* _Input material_:
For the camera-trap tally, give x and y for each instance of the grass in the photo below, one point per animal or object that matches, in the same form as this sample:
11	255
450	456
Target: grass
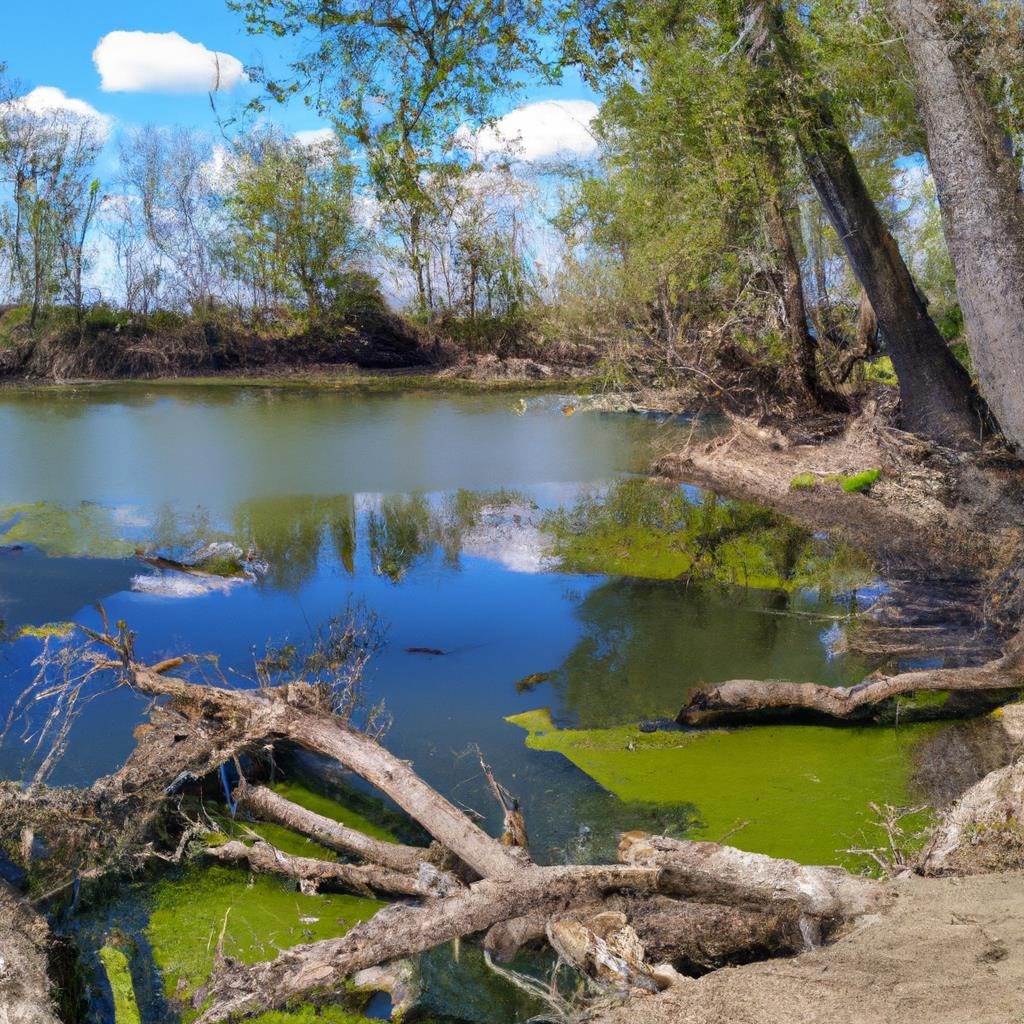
860	482
798	792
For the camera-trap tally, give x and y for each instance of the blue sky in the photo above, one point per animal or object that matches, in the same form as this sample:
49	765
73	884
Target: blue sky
56	50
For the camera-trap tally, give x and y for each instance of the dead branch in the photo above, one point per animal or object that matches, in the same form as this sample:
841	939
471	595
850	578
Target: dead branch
269	806
313	875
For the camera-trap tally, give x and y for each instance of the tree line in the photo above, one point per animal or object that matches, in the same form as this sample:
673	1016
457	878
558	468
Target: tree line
751	194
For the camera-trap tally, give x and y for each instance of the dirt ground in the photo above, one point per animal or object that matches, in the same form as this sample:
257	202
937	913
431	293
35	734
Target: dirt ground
950	951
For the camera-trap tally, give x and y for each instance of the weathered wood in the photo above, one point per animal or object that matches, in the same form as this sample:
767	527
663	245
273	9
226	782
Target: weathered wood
715	873
747	696
25	983
313	873
402	931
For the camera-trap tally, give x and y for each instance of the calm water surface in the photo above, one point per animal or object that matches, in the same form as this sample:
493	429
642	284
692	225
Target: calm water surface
422	509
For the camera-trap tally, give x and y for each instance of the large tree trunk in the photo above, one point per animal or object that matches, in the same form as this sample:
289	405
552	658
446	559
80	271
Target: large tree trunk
935	389
747	697
979	194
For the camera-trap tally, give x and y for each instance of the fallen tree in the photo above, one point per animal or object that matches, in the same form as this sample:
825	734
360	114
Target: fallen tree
626	928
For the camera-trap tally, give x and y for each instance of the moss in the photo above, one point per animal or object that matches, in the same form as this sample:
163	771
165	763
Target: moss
259	916
798	792
119	976
881	371
804	481
859	482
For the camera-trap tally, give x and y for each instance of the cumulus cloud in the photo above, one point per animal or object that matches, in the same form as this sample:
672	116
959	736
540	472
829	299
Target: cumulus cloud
162	61
47	99
538	131
316	136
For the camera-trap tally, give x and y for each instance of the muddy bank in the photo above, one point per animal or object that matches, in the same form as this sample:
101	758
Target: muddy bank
947	951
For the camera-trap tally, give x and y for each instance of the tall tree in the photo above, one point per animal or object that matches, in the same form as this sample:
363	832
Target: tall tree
398	78
979	188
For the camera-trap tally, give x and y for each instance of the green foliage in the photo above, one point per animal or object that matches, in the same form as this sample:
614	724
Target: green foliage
860	482
804	481
292	233
653	530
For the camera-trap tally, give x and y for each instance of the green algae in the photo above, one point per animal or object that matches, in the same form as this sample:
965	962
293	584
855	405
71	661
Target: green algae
331	808
797	792
87	530
56	631
655	530
119	976
259	916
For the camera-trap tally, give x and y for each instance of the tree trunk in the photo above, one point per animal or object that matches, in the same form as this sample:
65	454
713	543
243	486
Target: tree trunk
935	389
979	193
747	696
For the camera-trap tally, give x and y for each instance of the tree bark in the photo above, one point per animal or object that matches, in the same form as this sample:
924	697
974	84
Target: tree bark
979	193
747	696
935	389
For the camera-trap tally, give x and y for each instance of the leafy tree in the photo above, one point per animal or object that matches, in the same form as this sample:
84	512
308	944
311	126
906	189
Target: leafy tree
398	78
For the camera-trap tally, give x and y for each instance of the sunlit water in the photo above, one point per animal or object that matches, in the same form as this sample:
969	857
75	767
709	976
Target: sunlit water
423	510
343	495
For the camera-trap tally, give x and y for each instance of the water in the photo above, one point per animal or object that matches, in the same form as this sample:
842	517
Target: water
433	512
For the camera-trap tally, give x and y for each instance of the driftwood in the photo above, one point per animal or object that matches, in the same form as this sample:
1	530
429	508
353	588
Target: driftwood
626	927
749	697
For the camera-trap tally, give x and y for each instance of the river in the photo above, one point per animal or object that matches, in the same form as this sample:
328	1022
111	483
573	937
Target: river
513	560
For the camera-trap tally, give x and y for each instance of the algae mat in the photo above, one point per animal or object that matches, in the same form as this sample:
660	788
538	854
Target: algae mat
798	792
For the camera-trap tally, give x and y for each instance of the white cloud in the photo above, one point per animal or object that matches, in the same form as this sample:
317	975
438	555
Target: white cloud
316	136
538	131
47	99
162	61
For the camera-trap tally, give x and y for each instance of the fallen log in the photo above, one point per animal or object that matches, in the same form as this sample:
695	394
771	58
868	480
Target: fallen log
745	697
25	982
269	806
311	873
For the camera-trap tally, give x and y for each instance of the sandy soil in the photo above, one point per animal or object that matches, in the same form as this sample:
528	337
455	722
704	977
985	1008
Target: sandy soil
950	951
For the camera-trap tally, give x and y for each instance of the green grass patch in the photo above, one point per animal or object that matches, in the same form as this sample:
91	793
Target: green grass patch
798	792
860	482
119	976
653	530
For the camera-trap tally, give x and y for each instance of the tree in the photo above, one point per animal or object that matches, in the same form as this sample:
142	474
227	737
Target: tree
979	188
398	78
171	175
292	230
47	159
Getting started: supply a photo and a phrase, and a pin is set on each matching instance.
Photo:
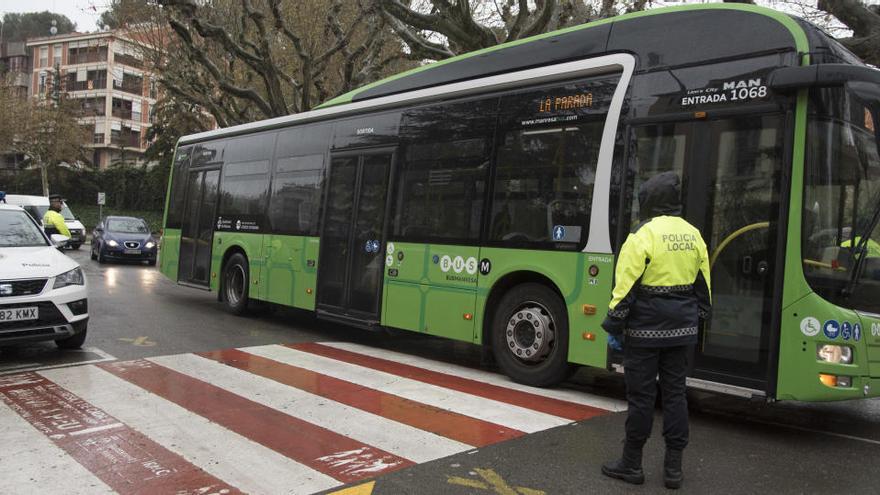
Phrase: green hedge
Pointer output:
(130, 190)
(88, 215)
(127, 187)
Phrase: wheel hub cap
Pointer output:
(529, 333)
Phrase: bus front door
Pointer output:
(730, 171)
(352, 258)
(197, 229)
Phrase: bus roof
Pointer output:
(701, 33)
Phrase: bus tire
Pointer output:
(530, 336)
(235, 284)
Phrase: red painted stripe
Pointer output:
(335, 455)
(127, 461)
(425, 417)
(556, 407)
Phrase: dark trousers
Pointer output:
(641, 367)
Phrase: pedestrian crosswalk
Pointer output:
(297, 418)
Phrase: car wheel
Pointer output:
(530, 336)
(235, 282)
(74, 341)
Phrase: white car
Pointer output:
(43, 293)
(37, 206)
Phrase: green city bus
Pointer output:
(482, 198)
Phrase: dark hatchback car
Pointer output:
(123, 238)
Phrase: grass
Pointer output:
(88, 215)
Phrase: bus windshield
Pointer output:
(841, 238)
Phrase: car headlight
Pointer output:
(835, 354)
(73, 277)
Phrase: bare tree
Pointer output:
(244, 60)
(47, 133)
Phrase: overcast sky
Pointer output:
(84, 13)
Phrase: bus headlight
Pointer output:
(835, 354)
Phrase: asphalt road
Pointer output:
(737, 445)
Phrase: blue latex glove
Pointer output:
(615, 343)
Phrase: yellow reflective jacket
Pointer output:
(53, 220)
(662, 285)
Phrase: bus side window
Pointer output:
(445, 155)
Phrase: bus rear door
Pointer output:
(352, 257)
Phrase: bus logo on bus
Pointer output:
(751, 83)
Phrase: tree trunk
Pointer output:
(44, 178)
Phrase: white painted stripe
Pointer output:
(31, 463)
(226, 455)
(500, 413)
(397, 438)
(97, 428)
(21, 368)
(576, 396)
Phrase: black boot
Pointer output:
(672, 475)
(628, 468)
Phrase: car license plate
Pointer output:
(19, 314)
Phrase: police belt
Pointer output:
(666, 289)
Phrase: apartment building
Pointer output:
(103, 73)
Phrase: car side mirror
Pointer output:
(59, 240)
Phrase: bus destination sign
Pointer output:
(570, 102)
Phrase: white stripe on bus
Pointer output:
(397, 438)
(500, 413)
(236, 460)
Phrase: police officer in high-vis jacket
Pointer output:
(661, 293)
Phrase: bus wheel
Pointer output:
(234, 288)
(530, 336)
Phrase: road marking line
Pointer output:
(493, 482)
(126, 460)
(32, 462)
(569, 395)
(397, 438)
(104, 357)
(141, 341)
(547, 405)
(239, 461)
(343, 458)
(365, 489)
(510, 416)
(469, 431)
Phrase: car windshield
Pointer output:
(127, 226)
(39, 211)
(17, 230)
(67, 214)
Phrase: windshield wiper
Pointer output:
(860, 252)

* _Work order_: Which of the lines above include the string "door"? Pick them out and copy them.

* _Answer for the task_:
Phrase: bus front door
Phrase: bus rear door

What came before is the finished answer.